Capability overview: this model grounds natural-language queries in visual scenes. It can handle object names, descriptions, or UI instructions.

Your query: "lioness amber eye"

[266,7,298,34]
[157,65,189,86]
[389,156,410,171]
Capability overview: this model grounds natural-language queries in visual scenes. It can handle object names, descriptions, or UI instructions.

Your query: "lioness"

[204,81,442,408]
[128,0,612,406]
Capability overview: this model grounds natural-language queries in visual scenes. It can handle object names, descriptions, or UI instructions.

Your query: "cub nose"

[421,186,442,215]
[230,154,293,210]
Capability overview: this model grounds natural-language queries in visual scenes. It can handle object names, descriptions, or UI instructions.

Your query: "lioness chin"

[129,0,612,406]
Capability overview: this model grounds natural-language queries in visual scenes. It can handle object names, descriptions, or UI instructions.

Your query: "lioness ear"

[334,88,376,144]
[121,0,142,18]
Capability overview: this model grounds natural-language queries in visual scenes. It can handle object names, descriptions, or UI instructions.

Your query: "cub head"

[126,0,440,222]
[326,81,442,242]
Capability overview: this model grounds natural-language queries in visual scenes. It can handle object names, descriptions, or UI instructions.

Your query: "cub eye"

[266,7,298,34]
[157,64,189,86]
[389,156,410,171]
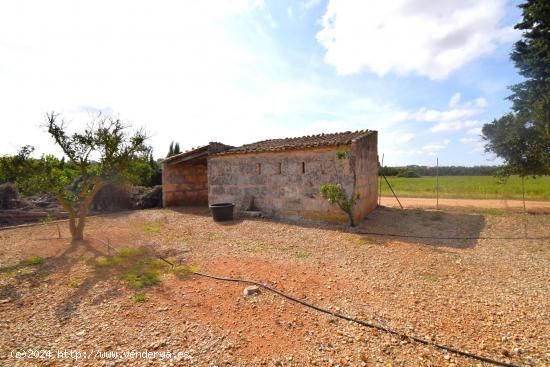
================================
* [Set exercise]
List every line of the listing above that contains the word "Your", treating uppercase and lowercase letters as distinct.

* [Final result]
Your query: "lioness amber eye"
Your query: "lioness"
Your query: "cub nose"
Your query: "lioness chin"
Your query: "lioness ear"
Your query: "cub head"
Your query: "cub eye"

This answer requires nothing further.